Aim of the task: Review the material and extract every line in which the word "positive" occurs.

....

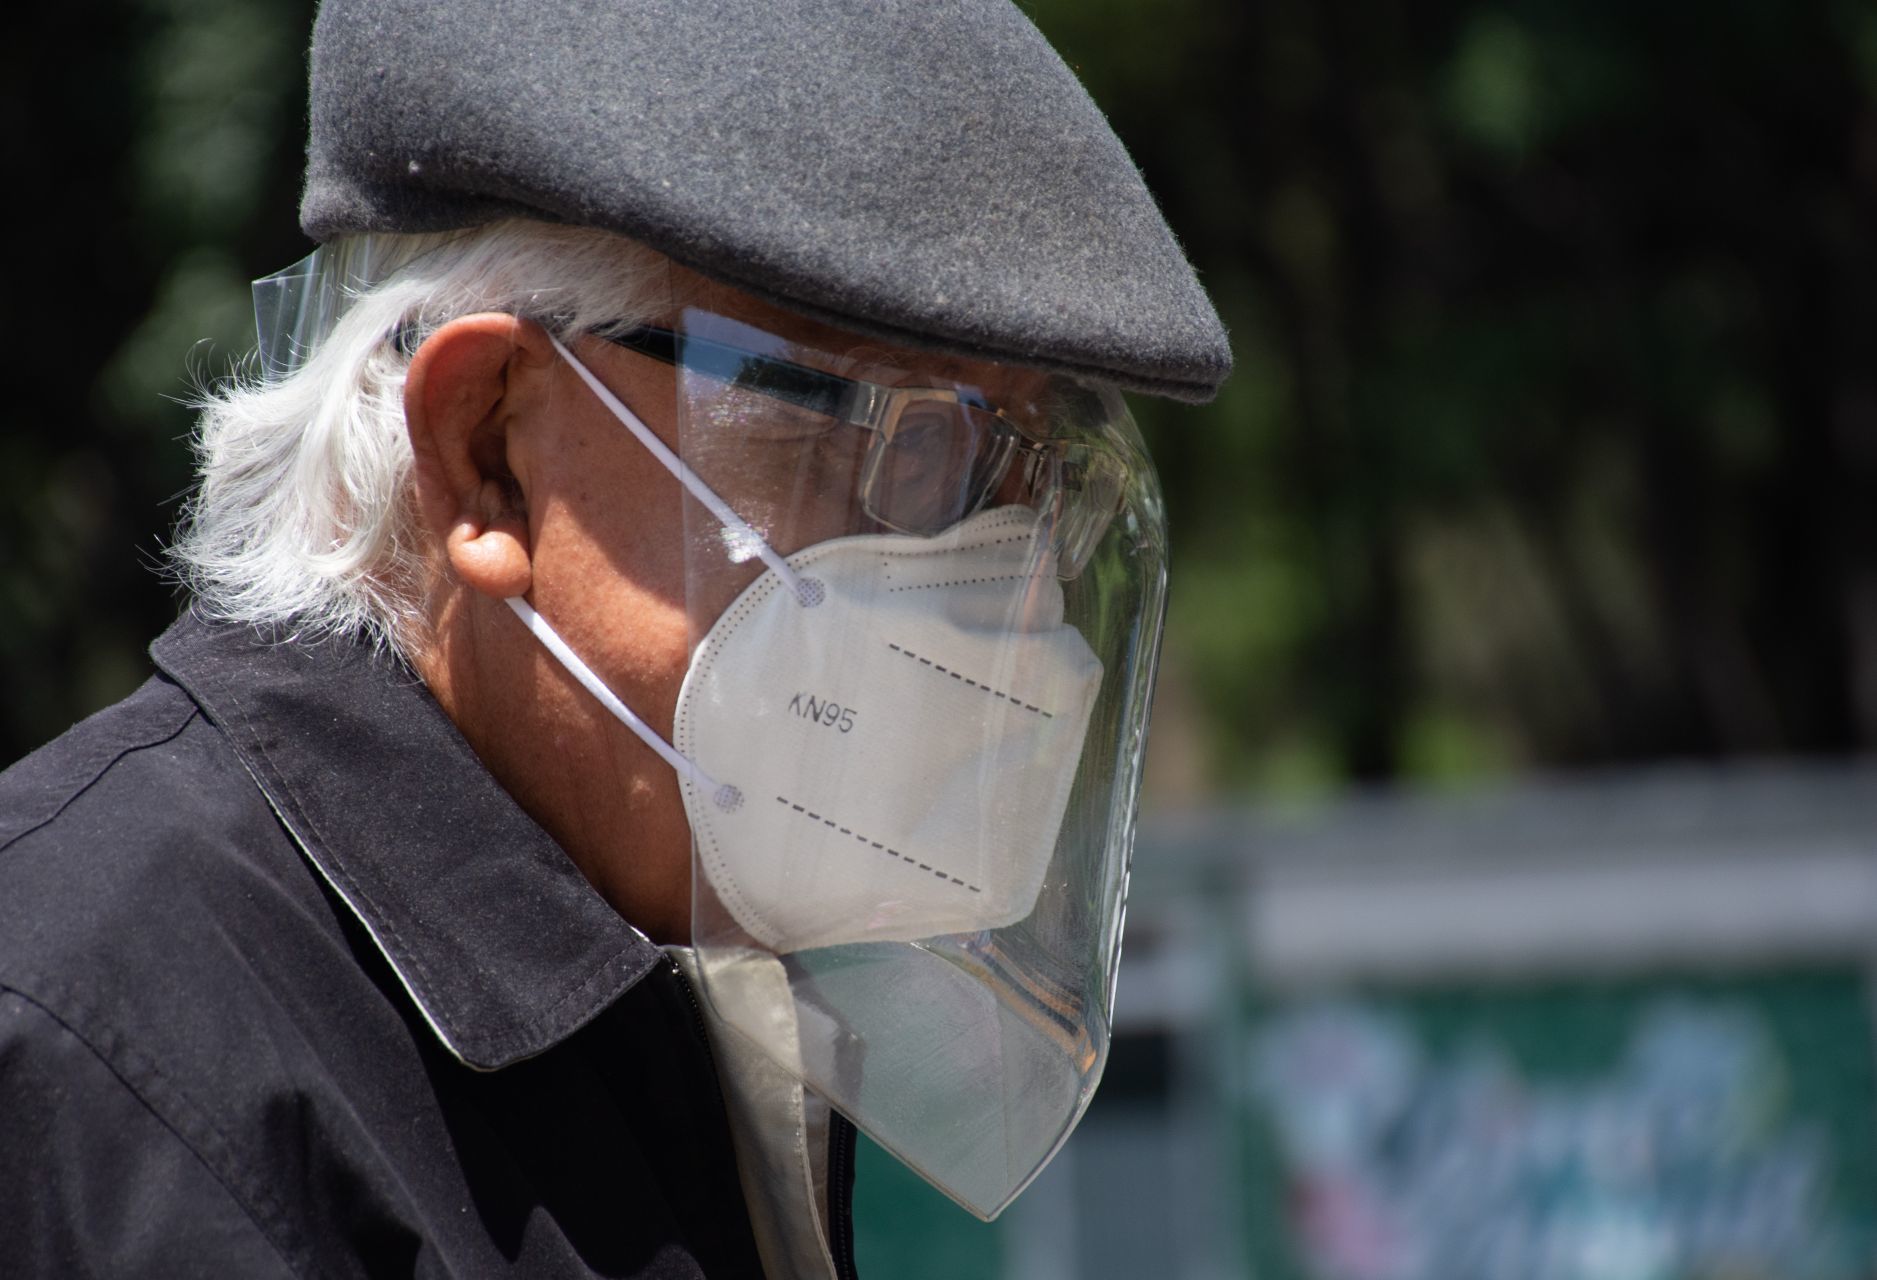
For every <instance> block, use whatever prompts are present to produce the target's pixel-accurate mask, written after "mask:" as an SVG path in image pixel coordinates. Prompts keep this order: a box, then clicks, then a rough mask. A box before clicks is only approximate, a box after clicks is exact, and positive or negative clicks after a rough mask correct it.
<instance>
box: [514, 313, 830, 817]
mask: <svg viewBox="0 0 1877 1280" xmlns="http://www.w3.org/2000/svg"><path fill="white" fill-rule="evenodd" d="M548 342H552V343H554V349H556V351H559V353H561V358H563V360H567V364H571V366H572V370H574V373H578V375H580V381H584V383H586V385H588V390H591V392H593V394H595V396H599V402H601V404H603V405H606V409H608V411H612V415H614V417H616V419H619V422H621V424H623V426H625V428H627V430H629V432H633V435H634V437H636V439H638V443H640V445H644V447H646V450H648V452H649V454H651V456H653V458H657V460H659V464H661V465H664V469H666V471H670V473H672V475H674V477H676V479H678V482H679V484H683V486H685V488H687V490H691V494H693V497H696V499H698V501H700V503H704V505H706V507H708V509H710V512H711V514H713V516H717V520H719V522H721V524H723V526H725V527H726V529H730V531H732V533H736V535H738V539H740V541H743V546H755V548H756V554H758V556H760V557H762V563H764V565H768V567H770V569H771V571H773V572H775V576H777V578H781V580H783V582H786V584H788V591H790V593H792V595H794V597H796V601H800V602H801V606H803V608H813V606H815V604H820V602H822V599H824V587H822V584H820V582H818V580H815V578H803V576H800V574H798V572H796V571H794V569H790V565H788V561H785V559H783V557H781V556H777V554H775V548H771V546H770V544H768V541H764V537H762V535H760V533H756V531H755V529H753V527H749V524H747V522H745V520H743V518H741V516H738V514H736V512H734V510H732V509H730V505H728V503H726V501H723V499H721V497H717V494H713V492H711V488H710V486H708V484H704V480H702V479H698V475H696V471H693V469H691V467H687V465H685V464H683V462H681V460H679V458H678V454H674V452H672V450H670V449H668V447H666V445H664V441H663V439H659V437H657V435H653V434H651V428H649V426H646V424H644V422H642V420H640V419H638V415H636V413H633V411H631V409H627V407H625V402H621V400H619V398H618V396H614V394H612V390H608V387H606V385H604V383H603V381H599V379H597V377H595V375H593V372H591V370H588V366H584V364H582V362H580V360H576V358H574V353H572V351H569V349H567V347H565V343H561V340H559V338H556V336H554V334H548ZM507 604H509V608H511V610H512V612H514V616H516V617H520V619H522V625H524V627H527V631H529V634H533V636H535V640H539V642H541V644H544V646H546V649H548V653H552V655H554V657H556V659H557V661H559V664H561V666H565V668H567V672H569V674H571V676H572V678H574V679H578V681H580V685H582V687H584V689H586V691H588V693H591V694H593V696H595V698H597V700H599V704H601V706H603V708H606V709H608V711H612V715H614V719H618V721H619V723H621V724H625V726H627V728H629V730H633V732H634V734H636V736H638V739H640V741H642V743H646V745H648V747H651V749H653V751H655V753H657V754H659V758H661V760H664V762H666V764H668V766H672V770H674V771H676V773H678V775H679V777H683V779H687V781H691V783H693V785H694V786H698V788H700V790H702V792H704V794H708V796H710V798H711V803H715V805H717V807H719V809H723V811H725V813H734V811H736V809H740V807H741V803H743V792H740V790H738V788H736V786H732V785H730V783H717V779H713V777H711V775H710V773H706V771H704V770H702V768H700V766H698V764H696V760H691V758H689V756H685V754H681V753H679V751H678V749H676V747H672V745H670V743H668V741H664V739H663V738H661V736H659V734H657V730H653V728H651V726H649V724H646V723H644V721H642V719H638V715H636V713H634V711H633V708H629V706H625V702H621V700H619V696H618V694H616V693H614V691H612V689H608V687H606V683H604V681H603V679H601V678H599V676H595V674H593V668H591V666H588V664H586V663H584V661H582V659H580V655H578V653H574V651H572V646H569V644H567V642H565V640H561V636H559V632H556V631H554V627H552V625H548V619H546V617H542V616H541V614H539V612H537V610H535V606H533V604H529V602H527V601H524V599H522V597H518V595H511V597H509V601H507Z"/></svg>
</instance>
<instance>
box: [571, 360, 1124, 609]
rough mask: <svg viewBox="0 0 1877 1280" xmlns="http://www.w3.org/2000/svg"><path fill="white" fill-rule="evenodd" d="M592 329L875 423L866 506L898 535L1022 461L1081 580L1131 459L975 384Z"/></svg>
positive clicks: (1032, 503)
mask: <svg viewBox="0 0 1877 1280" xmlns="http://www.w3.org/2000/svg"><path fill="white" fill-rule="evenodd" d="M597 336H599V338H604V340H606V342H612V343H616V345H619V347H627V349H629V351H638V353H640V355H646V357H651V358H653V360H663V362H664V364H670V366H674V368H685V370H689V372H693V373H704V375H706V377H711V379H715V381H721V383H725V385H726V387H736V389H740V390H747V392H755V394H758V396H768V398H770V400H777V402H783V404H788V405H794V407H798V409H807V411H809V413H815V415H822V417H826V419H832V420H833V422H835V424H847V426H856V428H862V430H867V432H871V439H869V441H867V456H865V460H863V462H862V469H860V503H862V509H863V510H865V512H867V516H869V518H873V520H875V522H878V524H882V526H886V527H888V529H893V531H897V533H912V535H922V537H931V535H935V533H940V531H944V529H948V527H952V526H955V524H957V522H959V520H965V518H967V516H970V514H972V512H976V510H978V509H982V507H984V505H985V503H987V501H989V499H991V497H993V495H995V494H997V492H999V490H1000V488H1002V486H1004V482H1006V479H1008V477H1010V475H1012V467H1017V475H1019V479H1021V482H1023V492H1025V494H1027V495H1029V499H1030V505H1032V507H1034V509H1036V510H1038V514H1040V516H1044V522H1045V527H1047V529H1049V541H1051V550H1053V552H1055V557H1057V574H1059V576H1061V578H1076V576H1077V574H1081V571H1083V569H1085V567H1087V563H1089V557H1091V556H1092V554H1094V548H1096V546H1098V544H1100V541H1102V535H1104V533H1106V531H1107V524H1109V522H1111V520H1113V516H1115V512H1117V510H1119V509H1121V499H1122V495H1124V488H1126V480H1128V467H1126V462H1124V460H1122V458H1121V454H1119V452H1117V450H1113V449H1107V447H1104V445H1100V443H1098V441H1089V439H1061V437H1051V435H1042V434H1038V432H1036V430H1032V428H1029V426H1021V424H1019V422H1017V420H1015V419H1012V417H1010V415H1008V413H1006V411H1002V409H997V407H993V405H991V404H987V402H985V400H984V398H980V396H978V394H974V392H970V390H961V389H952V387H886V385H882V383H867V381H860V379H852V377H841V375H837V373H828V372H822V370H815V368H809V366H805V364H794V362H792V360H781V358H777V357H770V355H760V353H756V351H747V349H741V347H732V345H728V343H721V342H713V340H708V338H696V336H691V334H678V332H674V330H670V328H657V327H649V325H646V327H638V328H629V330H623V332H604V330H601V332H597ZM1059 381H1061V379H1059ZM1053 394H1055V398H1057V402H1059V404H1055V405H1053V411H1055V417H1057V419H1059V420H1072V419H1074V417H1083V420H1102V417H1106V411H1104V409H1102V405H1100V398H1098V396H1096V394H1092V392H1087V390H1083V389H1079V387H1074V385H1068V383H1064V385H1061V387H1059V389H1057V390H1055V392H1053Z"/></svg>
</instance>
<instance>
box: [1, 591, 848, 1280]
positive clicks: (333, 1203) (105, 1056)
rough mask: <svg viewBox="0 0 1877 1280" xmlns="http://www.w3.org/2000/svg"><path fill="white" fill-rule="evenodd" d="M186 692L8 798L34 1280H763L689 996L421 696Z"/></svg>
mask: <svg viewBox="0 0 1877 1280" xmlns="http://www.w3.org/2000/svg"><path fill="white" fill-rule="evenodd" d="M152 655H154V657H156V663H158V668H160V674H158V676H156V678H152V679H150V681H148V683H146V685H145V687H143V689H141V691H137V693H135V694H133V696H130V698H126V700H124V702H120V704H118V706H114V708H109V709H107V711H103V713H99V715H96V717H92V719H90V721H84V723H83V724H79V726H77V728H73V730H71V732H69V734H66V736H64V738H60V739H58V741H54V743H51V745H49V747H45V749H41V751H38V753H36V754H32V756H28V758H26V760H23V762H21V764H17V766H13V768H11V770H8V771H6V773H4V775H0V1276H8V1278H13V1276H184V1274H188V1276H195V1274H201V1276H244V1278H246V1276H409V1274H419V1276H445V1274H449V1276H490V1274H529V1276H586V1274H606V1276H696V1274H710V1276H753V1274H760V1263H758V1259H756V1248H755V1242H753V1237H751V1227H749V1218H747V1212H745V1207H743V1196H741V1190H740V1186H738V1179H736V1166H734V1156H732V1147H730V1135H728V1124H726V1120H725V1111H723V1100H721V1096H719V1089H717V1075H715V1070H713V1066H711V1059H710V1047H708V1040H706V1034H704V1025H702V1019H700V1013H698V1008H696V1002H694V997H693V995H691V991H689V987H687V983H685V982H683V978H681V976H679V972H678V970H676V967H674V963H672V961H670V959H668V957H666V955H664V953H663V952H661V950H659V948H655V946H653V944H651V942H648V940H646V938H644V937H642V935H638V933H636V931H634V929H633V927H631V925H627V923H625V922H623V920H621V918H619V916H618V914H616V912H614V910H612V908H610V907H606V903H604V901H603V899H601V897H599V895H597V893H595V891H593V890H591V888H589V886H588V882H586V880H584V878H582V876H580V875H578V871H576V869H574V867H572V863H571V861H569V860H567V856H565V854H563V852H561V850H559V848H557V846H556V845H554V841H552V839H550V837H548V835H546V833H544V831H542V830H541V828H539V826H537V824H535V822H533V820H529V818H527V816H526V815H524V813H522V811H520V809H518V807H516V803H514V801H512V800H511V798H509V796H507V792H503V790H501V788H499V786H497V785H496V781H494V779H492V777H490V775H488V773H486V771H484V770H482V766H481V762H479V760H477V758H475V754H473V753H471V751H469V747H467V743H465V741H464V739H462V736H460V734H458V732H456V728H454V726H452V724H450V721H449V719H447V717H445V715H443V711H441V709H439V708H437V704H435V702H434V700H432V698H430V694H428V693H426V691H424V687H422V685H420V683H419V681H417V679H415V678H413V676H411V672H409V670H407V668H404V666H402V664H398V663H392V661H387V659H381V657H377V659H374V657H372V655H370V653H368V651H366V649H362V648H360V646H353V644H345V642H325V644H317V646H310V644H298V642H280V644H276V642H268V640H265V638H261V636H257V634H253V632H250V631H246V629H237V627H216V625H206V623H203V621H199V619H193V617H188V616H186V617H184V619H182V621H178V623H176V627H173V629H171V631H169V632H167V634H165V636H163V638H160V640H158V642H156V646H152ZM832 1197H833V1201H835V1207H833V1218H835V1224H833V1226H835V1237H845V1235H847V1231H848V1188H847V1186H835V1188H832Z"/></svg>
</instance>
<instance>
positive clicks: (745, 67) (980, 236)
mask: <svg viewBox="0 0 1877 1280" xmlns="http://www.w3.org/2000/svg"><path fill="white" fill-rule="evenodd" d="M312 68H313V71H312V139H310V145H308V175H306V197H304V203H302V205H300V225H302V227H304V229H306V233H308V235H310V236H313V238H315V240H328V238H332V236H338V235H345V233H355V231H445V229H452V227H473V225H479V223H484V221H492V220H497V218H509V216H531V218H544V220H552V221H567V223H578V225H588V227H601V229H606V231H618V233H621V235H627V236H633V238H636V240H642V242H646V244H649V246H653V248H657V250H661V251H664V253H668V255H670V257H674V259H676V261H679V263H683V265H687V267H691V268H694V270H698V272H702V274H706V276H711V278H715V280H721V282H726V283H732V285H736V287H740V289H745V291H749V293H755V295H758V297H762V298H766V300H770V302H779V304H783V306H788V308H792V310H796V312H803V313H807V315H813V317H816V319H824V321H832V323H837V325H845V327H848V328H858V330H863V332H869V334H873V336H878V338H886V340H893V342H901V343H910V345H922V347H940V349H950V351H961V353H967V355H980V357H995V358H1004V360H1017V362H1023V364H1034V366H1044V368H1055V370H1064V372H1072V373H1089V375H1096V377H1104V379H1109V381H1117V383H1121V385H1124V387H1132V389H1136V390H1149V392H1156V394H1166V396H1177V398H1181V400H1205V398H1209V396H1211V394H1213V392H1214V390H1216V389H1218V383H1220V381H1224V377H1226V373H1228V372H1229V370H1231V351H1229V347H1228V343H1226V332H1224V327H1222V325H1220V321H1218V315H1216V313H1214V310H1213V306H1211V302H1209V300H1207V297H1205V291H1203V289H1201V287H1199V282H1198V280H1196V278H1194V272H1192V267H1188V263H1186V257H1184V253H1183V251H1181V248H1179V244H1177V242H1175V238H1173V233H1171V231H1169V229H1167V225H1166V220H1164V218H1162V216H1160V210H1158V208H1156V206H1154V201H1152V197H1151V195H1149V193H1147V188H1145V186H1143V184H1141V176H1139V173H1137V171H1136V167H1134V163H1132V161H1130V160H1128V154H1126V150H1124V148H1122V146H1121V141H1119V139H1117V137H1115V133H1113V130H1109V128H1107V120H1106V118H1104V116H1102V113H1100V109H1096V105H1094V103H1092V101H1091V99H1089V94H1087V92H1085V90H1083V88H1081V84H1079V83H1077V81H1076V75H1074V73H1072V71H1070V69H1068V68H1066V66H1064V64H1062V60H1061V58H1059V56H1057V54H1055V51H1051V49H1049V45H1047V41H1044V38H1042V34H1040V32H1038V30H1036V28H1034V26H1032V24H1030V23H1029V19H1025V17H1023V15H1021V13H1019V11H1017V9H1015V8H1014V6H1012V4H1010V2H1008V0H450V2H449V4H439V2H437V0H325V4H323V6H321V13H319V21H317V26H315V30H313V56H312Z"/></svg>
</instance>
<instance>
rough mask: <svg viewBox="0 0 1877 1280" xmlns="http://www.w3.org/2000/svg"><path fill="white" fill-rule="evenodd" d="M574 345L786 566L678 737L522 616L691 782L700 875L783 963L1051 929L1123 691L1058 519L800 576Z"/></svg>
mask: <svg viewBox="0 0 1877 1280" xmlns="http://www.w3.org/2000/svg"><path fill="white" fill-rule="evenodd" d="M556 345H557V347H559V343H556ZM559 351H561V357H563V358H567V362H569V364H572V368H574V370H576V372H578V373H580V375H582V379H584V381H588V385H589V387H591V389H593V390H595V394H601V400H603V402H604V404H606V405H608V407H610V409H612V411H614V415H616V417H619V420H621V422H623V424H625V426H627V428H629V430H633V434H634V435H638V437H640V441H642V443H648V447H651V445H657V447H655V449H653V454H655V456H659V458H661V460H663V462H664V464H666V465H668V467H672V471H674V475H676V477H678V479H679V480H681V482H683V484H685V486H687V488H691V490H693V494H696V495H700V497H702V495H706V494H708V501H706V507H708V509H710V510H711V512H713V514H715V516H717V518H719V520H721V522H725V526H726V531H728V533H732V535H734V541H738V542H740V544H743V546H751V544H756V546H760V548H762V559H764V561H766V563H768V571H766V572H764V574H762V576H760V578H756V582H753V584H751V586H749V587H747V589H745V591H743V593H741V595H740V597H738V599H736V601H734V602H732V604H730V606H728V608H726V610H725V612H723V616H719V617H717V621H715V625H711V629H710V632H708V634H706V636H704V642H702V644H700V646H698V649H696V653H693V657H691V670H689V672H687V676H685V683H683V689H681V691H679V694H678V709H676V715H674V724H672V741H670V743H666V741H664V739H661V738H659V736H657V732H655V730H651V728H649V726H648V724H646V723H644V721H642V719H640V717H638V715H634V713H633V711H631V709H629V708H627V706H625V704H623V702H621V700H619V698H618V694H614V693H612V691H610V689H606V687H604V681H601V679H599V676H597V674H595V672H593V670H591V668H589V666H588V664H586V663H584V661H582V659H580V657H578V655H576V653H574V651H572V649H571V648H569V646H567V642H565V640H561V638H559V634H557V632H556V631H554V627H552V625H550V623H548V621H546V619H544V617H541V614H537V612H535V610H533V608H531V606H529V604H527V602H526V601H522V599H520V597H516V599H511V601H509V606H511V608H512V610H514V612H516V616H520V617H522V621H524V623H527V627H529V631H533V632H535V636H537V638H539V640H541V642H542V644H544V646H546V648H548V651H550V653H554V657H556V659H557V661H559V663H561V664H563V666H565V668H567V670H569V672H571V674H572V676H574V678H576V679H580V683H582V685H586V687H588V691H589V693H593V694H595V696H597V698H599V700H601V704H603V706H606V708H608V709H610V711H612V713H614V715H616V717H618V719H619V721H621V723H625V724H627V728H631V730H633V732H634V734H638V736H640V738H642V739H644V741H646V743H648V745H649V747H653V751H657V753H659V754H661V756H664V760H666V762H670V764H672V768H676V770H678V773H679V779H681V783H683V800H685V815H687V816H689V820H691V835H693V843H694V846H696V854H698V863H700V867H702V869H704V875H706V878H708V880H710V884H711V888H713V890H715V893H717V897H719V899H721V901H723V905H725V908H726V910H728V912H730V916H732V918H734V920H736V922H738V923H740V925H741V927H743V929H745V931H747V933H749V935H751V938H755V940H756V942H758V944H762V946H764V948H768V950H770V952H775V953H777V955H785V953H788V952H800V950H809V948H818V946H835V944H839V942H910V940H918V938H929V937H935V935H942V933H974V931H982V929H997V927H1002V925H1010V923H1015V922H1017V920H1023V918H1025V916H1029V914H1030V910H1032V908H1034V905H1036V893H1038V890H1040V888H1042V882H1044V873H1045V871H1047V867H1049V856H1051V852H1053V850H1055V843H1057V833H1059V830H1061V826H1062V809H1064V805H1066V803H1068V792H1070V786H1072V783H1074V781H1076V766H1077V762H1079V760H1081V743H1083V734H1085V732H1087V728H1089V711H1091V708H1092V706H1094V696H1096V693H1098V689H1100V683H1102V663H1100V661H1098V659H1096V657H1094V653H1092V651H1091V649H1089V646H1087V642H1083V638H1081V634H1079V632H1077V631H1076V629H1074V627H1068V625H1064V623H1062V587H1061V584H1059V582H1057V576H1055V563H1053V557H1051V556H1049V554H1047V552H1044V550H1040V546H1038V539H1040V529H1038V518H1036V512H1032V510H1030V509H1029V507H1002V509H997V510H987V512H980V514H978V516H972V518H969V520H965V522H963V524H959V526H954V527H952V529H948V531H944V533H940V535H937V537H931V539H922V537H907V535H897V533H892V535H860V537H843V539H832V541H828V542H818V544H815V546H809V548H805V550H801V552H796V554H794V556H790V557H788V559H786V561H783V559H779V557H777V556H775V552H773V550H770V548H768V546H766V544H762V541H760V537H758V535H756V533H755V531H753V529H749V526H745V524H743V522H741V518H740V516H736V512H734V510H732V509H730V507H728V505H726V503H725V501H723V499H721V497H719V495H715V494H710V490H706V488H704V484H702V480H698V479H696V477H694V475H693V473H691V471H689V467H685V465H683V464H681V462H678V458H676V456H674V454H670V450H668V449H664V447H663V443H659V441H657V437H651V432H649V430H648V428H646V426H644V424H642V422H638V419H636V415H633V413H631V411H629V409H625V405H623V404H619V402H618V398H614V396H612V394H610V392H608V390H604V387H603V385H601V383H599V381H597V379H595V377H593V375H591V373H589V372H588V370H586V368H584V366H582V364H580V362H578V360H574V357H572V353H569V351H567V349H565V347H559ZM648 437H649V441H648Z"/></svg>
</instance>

....

Your response:
For every <instance> block, use whatever prompts are present to produce the target's pixel-accurate mask, written after "mask:" as an SVG path in image pixel coordinates. Prompts keep this order: a box, then clicks, then a rough mask. A box before clicks is only approximate, a box after clicks is exact, and positive or negative clicks after a rough mask correct it.
positive clicks: (1032, 503)
positive clicks: (333, 1203) (105, 1056)
positive clicks: (745, 67) (980, 236)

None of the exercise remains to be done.